Material shown
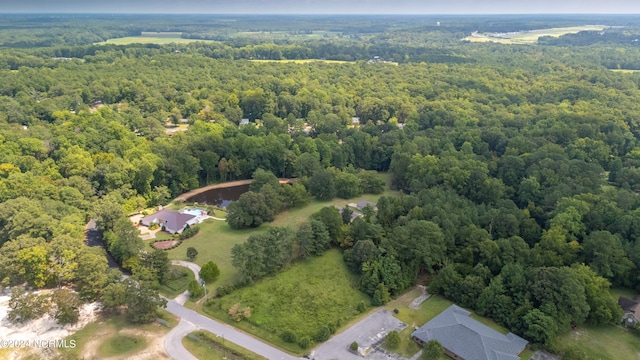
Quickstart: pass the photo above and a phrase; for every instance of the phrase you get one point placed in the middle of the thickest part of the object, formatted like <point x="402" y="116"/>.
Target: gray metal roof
<point x="172" y="220"/>
<point x="468" y="338"/>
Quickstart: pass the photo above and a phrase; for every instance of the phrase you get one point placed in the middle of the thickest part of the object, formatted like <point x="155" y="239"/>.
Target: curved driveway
<point x="192" y="266"/>
<point x="191" y="320"/>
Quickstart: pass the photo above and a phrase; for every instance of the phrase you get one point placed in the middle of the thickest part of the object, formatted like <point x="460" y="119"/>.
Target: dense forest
<point x="519" y="165"/>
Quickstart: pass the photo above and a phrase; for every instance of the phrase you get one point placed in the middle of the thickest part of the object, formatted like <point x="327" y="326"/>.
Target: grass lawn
<point x="302" y="299"/>
<point x="603" y="342"/>
<point x="179" y="284"/>
<point x="207" y="346"/>
<point x="120" y="345"/>
<point x="216" y="238"/>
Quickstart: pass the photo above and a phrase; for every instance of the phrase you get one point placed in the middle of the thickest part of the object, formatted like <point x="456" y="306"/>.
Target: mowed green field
<point x="159" y="38"/>
<point x="302" y="299"/>
<point x="216" y="238"/>
<point x="530" y="37"/>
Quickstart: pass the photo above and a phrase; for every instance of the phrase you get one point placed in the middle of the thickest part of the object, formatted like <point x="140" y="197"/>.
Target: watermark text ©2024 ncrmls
<point x="37" y="343"/>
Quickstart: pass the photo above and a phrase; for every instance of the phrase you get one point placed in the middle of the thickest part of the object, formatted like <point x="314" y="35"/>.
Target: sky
<point x="325" y="6"/>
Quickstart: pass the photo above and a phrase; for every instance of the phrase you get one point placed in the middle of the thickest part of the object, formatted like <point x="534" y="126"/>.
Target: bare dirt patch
<point x="43" y="329"/>
<point x="163" y="245"/>
<point x="153" y="350"/>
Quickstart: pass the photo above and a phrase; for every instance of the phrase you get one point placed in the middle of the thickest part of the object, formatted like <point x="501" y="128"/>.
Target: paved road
<point x="192" y="266"/>
<point x="369" y="332"/>
<point x="173" y="342"/>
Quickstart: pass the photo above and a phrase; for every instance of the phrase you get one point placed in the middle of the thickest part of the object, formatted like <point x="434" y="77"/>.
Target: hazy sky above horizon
<point x="325" y="6"/>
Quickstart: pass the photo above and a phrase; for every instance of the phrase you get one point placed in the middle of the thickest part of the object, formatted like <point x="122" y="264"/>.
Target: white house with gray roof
<point x="170" y="220"/>
<point x="465" y="338"/>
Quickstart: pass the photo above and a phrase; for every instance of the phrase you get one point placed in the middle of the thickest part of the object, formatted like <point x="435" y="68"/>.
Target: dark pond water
<point x="220" y="197"/>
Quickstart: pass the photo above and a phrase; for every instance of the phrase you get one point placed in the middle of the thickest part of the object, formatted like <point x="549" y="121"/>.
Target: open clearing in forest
<point x="216" y="239"/>
<point x="429" y="309"/>
<point x="531" y="36"/>
<point x="310" y="294"/>
<point x="159" y="38"/>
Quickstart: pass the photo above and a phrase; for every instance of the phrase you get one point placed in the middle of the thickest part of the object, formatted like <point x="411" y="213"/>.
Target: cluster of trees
<point x="265" y="254"/>
<point x="520" y="165"/>
<point x="264" y="200"/>
<point x="267" y="197"/>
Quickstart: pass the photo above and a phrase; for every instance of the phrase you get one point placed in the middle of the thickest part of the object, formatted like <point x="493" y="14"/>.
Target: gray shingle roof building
<point x="465" y="338"/>
<point x="172" y="221"/>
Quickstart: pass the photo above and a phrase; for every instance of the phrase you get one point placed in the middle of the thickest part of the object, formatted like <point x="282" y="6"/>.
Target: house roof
<point x="363" y="204"/>
<point x="468" y="338"/>
<point x="171" y="219"/>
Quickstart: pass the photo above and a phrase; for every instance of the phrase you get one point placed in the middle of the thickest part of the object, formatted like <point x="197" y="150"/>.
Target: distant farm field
<point x="531" y="36"/>
<point x="159" y="38"/>
<point x="625" y="71"/>
<point x="305" y="61"/>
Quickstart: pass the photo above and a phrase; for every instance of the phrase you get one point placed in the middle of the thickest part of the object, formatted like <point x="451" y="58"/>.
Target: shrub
<point x="195" y="290"/>
<point x="189" y="232"/>
<point x="209" y="272"/>
<point x="289" y="337"/>
<point x="361" y="307"/>
<point x="393" y="339"/>
<point x="304" y="342"/>
<point x="223" y="290"/>
<point x="192" y="253"/>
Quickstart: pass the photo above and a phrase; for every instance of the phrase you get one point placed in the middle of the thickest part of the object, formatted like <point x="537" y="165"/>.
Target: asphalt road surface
<point x="191" y="320"/>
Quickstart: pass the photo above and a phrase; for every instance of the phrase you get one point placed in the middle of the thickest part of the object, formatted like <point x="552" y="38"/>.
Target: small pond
<point x="220" y="197"/>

Assigned task
Recopy the full listing exactly, passing over any picture.

Written solution
Quickstart: pass the photo above and a phrase; for every instance of the phrase you get one point placed in the middle of the thickest part of the object, formatted like <point x="402" y="116"/>.
Target: gray metal roof
<point x="172" y="220"/>
<point x="468" y="338"/>
Quickstart: pass the photo above and a phrase; for every instance of the phrase you get one point placed in the middle of the thickest part of the object, formatted like <point x="155" y="239"/>.
Target: curved driveway
<point x="192" y="266"/>
<point x="191" y="320"/>
Quickstart: pass the photo above and a phrase; for every instance of the phrase you get one point placed in the middle of the thickest part of the object, formatted like <point x="460" y="119"/>.
Target: dense forest
<point x="519" y="165"/>
Quickstart: pass the photo above and a phrase; for every instance of the phrase you get one point placed in the middle of the thickest part of the object, formatted like <point x="327" y="326"/>.
Target: grass lawn
<point x="302" y="299"/>
<point x="603" y="342"/>
<point x="179" y="284"/>
<point x="207" y="346"/>
<point x="120" y="345"/>
<point x="216" y="238"/>
Quickstart: pass the photo above and a phrase; for every instance of the phrase you get one point placed in the middle of the thickest part of the object, formatted like <point x="456" y="306"/>.
Target: mowed green field
<point x="159" y="38"/>
<point x="302" y="299"/>
<point x="216" y="238"/>
<point x="530" y="37"/>
Quickstart: pass the photo above and a phrase; for every instance of the phrase you get one point placed in the middle of the thickest part of the object, formatted like <point x="140" y="197"/>.
Target: watermark text ©2024 ncrmls
<point x="37" y="343"/>
Quickstart: pass the photo above and a phrase; for every instance of the phrase you get one point placed in the middle of the thickest part of the object, formatted like <point x="314" y="35"/>.
Target: sky
<point x="325" y="6"/>
Quickstart: pass the photo above and a phrase; for every instance of the phrase you get one point placed in the middle of the thickest part of the object, formatted like <point x="534" y="126"/>.
Target: bare dirt patch
<point x="43" y="329"/>
<point x="163" y="245"/>
<point x="153" y="350"/>
Quickstart: pass the photo above and a phrase; for every instance of the phrase you get one point placed in the middle of the thickest part of the object, formatted like <point x="501" y="128"/>.
Target: paved road
<point x="192" y="266"/>
<point x="369" y="332"/>
<point x="173" y="342"/>
Quickstart: pass the photo above and a phrase; for every instance of the phrase you get one point placed in the middle of the thickest part of the object, formatted like <point x="434" y="77"/>.
Target: hazy sky above horizon
<point x="325" y="6"/>
Quickstart: pass the photo above and a phrase; for every instance of the phrase you get one point placed in the middle of the thickest part of the object, formatted like <point x="122" y="264"/>.
Target: white house with gray roof
<point x="170" y="220"/>
<point x="465" y="338"/>
Quickstart: pass the photo above and a phrase; for every instance of the phrase you get one point placed in the middle of the thickest part of the object, formatted like <point x="435" y="68"/>.
Target: dark pond water
<point x="220" y="197"/>
Quickstart: pass the photo above and a phrase; for every instance of the phrase you get one point placed in the middle of the thickest part of the object, formatted like <point x="549" y="121"/>.
Target: open clearing in forest
<point x="216" y="239"/>
<point x="429" y="309"/>
<point x="531" y="36"/>
<point x="310" y="294"/>
<point x="159" y="38"/>
Quickstart: pass the photo above and a phrase; for every instance of the phrase you get one point placed in the middle of the thickest part of the object, formatted like <point x="411" y="213"/>.
Target: cluster of trees
<point x="265" y="254"/>
<point x="520" y="165"/>
<point x="264" y="200"/>
<point x="267" y="197"/>
Quickstart: pass the photo above and a phrase; for every instance of the phrase you get one point placed in the middle of the thickest part of the object, formatted like <point x="493" y="14"/>.
Target: gray shingle roof building
<point x="465" y="338"/>
<point x="172" y="221"/>
Quickstart: pass the photo above and a phrase; for every instance of the phrase you get one point placed in the middle of the thickest part of the object, formatted like <point x="282" y="6"/>.
Target: house roof
<point x="363" y="204"/>
<point x="468" y="338"/>
<point x="171" y="219"/>
Quickstart: pass the photo above and a phrase; for every instance of the phrase you get one point placed in the middle of the thickest part of the object, formatted like <point x="197" y="150"/>.
Target: distant farm field
<point x="531" y="36"/>
<point x="159" y="38"/>
<point x="625" y="71"/>
<point x="305" y="61"/>
Quickstart: pass the photo above and a phrase; for every instance of the phrase you get one point placed in the middle of the thickest part of the object, formatted like <point x="451" y="58"/>.
Target: shrub
<point x="195" y="290"/>
<point x="189" y="232"/>
<point x="209" y="272"/>
<point x="289" y="337"/>
<point x="361" y="307"/>
<point x="393" y="339"/>
<point x="304" y="342"/>
<point x="223" y="290"/>
<point x="192" y="253"/>
Quickstart: pass the photo above and a phrase; for every instance of the phrase you get one point placed in the middle of the thickest part of the object, formatted like <point x="537" y="165"/>.
Target: asphalt road surface
<point x="191" y="320"/>
Quickstart: pass the photo above and a phrase; for every instance of the phrase you get one point placed in the middle of the thickest part of the object, formatted like <point x="552" y="38"/>.
Target: small pond
<point x="220" y="197"/>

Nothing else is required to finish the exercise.